"""
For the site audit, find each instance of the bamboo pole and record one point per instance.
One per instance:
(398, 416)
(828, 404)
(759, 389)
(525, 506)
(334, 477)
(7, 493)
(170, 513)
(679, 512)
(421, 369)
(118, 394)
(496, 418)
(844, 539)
"""
- **SHORT EXERCISE**: Rewrite the listing above with "site audit" changed to "field survey" and everything else left as it is.

- **OUTPUT OF THE TASK**:
For the field survey, find each instance of the bamboo pole and record one point per instance.
One per instance:
(398, 416)
(828, 404)
(759, 389)
(525, 506)
(334, 477)
(7, 493)
(170, 513)
(679, 512)
(421, 369)
(118, 394)
(496, 418)
(844, 539)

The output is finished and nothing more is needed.